■ **Requirement**
Once the line containing "positive clicks: (324, 493) (316, 497)" appears, output it and each remaining line of the records below exactly, with no pictures and nothing more.

——————————

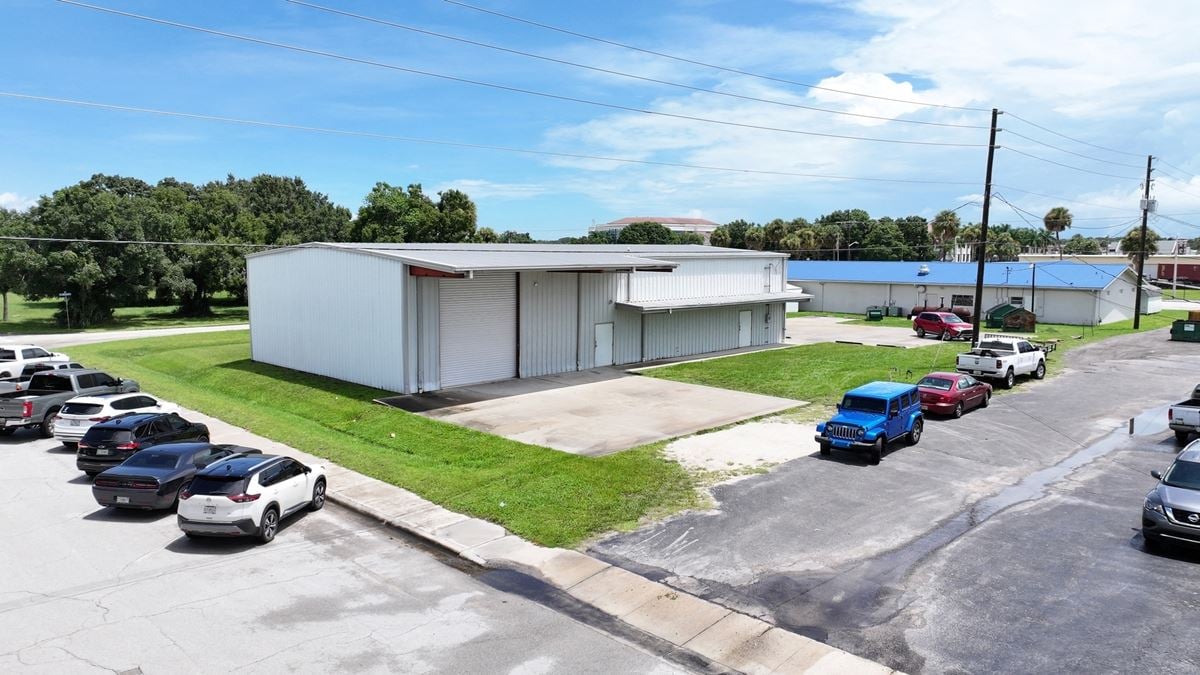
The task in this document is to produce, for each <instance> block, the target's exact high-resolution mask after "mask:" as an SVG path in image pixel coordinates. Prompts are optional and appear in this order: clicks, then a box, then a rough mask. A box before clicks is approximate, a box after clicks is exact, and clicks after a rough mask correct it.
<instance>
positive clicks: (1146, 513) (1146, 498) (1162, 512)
mask: <svg viewBox="0 0 1200 675" xmlns="http://www.w3.org/2000/svg"><path fill="white" fill-rule="evenodd" d="M1150 474H1151V476H1153V477H1154V478H1158V485H1156V486H1154V489H1153V490H1151V491H1150V494H1147V495H1146V502H1145V503H1144V504H1142V509H1141V536H1142V538H1145V539H1146V548H1147V549H1150V550H1153V549H1156V548H1157V546H1159V545H1162V544H1165V543H1175V542H1183V543H1189V544H1200V441H1193V442H1192V444H1189V446H1188V447H1186V448H1183V450H1182V452H1181V453H1180V455H1178V456H1177V458H1175V462H1174V464H1171V466H1170V468H1168V470H1166V472H1165V473H1159V472H1157V471H1151V472H1150Z"/></svg>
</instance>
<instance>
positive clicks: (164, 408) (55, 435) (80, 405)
mask: <svg viewBox="0 0 1200 675" xmlns="http://www.w3.org/2000/svg"><path fill="white" fill-rule="evenodd" d="M131 412H178V411H175V410H174V408H168V407H167V406H164V405H162V402H161V401H158V400H157V399H155V398H154V396H148V395H145V394H143V393H140V392H128V393H125V394H101V395H98V396H76V398H73V399H71V400H70V401H67V402H65V404H62V408H61V410H59V416H58V417H56V418H54V438H55V440H56V441H59V442H60V443H62V444H64V446H66V447H67V448H76V447H78V446H79V441H80V440H82V438H83V436H84V434H86V432H88V430H89V429H91V425H92V424H97V423H100V422H108V420H109V419H113V418H114V417H120V416H122V414H127V413H131Z"/></svg>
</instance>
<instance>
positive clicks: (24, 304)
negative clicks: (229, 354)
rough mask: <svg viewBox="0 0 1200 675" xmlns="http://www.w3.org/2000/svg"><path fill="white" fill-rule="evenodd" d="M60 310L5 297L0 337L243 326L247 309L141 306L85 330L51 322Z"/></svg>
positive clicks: (47, 302)
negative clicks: (201, 312) (210, 315)
mask: <svg viewBox="0 0 1200 675" xmlns="http://www.w3.org/2000/svg"><path fill="white" fill-rule="evenodd" d="M60 309H62V301H61V300H26V299H24V298H22V297H19V295H8V321H0V335H35V334H44V333H83V331H85V330H130V329H134V328H174V327H179V325H218V324H223V323H245V322H246V321H248V318H250V310H248V309H247V307H246V305H242V304H239V303H238V301H236V300H234V299H232V298H229V299H221V298H218V299H215V300H214V301H212V316H206V317H186V316H179V315H176V313H175V306H174V305H151V306H144V307H118V309H116V316H115V318H114V321H113V322H112V323H107V324H103V325H94V327H90V328H86V329H84V330H80V329H71V330H67V329H66V328H64V327H60V325H58V324H56V323H54V312H56V311H59V310H60Z"/></svg>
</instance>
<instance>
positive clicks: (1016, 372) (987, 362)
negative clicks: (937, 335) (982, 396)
mask: <svg viewBox="0 0 1200 675" xmlns="http://www.w3.org/2000/svg"><path fill="white" fill-rule="evenodd" d="M1052 348H1054V347H1052V345H1051V346H1043V345H1034V344H1033V342H1030V340H1028V339H1026V337H1020V336H1015V335H1001V334H998V333H984V334H983V335H980V336H979V344H978V345H976V347H974V348H973V350H971V351H970V352H964V353H961V354H959V358H958V363H956V364H955V370H958V371H959V372H965V374H967V375H973V376H976V377H980V378H985V380H1000V381H1001V382H1002V383H1003V384H1004V388H1006V389H1012V388H1013V383H1014V382H1016V376H1018V375H1032V376H1033V378H1034V380H1042V378H1043V377H1045V376H1046V351H1048V350H1052Z"/></svg>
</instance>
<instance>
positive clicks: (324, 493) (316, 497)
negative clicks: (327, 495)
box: [308, 479, 325, 510]
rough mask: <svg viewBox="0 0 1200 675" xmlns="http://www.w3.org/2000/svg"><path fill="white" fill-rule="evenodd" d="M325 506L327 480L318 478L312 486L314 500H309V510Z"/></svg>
mask: <svg viewBox="0 0 1200 675" xmlns="http://www.w3.org/2000/svg"><path fill="white" fill-rule="evenodd" d="M323 506H325V480H324V479H320V480H317V484H316V485H313V486H312V501H311V502H308V510H320V507H323Z"/></svg>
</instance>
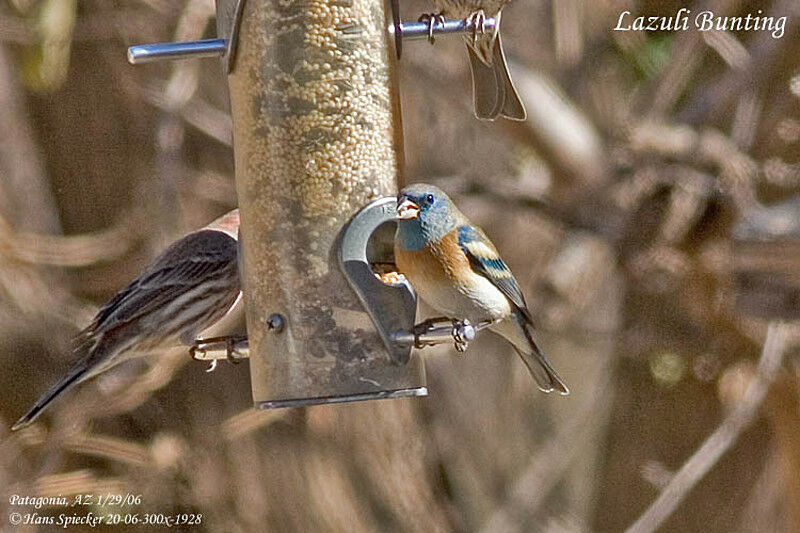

——————————

■ **Output for this task**
positive clicks: (324, 493) (316, 497)
negative clicks: (327, 495)
box: [308, 479, 325, 510]
rough mask: <svg viewBox="0 0 1200 675" xmlns="http://www.w3.org/2000/svg"><path fill="white" fill-rule="evenodd" d="M325 506L327 480L318 478L312 486L314 500H309V510Z"/></svg>
mask: <svg viewBox="0 0 1200 675" xmlns="http://www.w3.org/2000/svg"><path fill="white" fill-rule="evenodd" d="M323 506H325V480H324V479H320V480H317V484H316V485H313V486H312V501H311V502H308V510H320V507H323Z"/></svg>
</instance>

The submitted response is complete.